**Task brief:** Copy out the data below verbatim.

**Material for this exercise:**

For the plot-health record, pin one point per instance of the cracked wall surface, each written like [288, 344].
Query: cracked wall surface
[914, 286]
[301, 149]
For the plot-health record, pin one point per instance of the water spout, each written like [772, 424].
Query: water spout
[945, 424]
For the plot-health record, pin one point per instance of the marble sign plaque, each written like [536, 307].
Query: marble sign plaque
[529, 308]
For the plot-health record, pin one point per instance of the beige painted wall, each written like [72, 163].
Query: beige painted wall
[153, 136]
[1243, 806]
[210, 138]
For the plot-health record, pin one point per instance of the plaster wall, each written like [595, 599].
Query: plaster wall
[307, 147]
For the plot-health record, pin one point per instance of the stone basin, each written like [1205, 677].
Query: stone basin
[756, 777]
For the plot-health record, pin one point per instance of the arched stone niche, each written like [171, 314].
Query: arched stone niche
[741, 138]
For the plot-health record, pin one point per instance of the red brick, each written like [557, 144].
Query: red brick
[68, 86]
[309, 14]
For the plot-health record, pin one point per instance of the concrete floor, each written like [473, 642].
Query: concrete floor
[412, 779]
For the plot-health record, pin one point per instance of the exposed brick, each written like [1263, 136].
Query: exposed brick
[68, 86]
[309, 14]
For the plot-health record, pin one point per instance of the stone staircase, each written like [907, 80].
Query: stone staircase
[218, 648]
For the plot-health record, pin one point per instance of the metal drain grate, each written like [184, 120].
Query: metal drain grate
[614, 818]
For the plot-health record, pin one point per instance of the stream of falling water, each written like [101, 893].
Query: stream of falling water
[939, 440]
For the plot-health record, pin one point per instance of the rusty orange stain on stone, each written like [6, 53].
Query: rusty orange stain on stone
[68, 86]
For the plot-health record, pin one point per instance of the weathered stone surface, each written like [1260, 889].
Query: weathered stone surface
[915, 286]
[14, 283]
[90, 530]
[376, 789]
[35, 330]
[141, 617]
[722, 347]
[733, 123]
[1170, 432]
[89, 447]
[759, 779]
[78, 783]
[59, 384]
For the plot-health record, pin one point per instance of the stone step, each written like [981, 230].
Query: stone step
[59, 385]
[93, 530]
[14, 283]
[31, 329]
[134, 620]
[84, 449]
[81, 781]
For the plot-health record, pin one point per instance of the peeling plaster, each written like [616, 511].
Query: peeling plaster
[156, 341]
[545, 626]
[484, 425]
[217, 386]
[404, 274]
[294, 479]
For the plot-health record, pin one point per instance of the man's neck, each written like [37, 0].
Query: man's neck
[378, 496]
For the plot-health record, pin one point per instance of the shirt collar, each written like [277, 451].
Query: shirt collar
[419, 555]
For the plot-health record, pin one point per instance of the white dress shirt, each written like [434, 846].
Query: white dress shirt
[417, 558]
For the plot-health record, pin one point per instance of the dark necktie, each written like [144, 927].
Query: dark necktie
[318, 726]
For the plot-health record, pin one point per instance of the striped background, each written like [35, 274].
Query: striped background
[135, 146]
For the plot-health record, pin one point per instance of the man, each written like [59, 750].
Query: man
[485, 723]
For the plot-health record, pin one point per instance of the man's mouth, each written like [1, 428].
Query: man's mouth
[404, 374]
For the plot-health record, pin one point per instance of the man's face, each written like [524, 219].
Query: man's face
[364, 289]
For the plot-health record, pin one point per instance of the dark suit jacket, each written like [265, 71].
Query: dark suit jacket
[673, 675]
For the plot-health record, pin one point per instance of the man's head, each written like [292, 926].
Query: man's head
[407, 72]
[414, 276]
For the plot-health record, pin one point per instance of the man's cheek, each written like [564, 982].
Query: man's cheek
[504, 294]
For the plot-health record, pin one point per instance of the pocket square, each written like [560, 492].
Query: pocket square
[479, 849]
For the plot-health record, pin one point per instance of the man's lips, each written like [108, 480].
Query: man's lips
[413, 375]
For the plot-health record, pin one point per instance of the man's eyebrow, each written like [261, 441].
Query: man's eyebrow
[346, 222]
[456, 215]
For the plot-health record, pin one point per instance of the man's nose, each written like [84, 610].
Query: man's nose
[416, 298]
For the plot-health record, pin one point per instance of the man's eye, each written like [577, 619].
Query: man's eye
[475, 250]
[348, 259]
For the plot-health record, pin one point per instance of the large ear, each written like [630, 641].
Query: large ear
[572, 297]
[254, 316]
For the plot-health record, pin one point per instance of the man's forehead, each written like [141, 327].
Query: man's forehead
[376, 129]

**Reply:**
For the plot-health record, pin one point per instance of the cracked wall surface, each written like [288, 344].
Query: cracked wall surface
[914, 286]
[301, 149]
For the plot-health record, pin one point per instance of the water spout, each written like [772, 424].
Query: water spout
[945, 424]
For the plot-health record, pin one point per instance of the marble sign plaque, each written like [536, 307].
Query: marble sign plaque
[529, 308]
For the plot-health record, pin one point per instance of the beige painted wall, each written like [72, 163].
Query: beige painted wall
[153, 136]
[1243, 806]
[210, 138]
For the plot-health record, pin one point per instance of the plaster wall, each written like [595, 599].
Query: plaster wall
[307, 147]
For the plot-health record, pin one point per instance of the stone basin, each written like [1205, 677].
Query: stone basin
[756, 777]
For the plot-health record, pin one point per instance of the arched stone niche, each written like [171, 314].
Query: arched stone niche
[741, 138]
For the plot-health record, pin one point per instance of the red brick, each written like [557, 144].
Query: red brick
[68, 86]
[309, 14]
For the plot-health record, pin one point per instance of the concrete floor, each written like [473, 642].
Query: concrete floor
[412, 779]
For the plot-health record, pin one point per instance of the exposed brick, each written like [1263, 136].
Query: exposed brick
[68, 86]
[309, 14]
For the plot-health record, pin one point per instance of the stone staircase, each written like [907, 80].
Query: stone staircase
[218, 648]
For the plot-health record, pin one point per instance of the metal drain grate, each written like [184, 120].
Query: metal drain grate
[614, 818]
For the plot-health record, pin one point per instance of the stream of falling water, each written like [101, 893].
Query: stream of falling water
[939, 440]
For the plot-health record, pin one point per instance of the rusty orange stain on stone, each written like [6, 53].
Query: rusty orange stain on stone
[68, 86]
For the plot-health record, pin one point per instance of the weathered stone surface, each written like [1260, 889].
Query: weathered stone surface
[915, 286]
[14, 283]
[90, 530]
[376, 789]
[35, 330]
[141, 617]
[722, 347]
[733, 123]
[1170, 432]
[89, 447]
[759, 779]
[78, 783]
[59, 384]
For the plot-health record, pin one point per instance of the stone step, each written like [981, 230].
Query: stone step
[59, 385]
[93, 530]
[14, 283]
[31, 329]
[134, 620]
[84, 449]
[81, 781]
For the plot-health record, pin one point per instance of the peeling plaster, each written like [616, 511].
Query: peeling plaster
[156, 341]
[545, 626]
[484, 425]
[217, 386]
[404, 274]
[294, 479]
For the plot-health record, pin one point per instance of the man's neck, each written like [37, 0].
Query: man's neck
[378, 496]
For the plot-health record, pin one point per instance of the shirt collar, each written like [277, 451].
Query: shirt collar
[419, 555]
For the plot-health record, pin one point per instance of the white dress shirt, each written like [434, 846].
Query: white dress shirt
[417, 558]
For the plot-health record, pin one point per instance of the dark necktie, each written like [144, 927].
Query: dark necktie
[318, 726]
For the plot-health record, pin one point per instance of the striped background, each written like [35, 274].
Query: striped background
[135, 146]
For the plot-health record, pin one point per instance of the man, each written like [59, 750].
Query: man
[485, 723]
For the plot-health record, pin one point per instance of the man's mouth, each written like [1, 428].
Query: man's mouth
[404, 374]
For the plot-health record, pin one point per instance of the man's face, each written like [524, 219].
Query: man's face
[364, 289]
For the plot-health record, pin one point per instance of the dark suit jacket, each written like [265, 71].
Query: dark suit jacket
[673, 675]
For the plot-health record, pin one point per instance of the man's head, each written like [292, 926].
Query: man's head
[407, 72]
[414, 276]
For the plot-health record, pin one point per instance of the man's cheek, each written like [564, 982].
Query: man's cheek
[504, 294]
For the plot-health record, pin one point per instance of the pocket square, each written like [560, 492].
Query: pocket square
[479, 849]
For the plot-health record, pin one point per instance of the man's lips, each written like [108, 480].
Query: man's lips
[413, 375]
For the plot-health record, pin one point per instance of the man's eyebrow, each written like [261, 441].
Query: man's eyebrow
[346, 222]
[456, 215]
For the plot-health record, pin one point per instance of the man's nose, each written like [84, 610].
Query: man's nose
[416, 298]
For the plot-health record, pin one point per instance of the man's eye, each written like [577, 619].
Query: man's eye
[475, 250]
[348, 259]
For the plot-health record, pin one point per instance of the large ear, each written like [630, 641].
Query: large ear
[572, 297]
[254, 316]
For the plot-health record, pin one point per instance of the man's forehead, each written like [141, 327].
Query: man's forehead
[376, 129]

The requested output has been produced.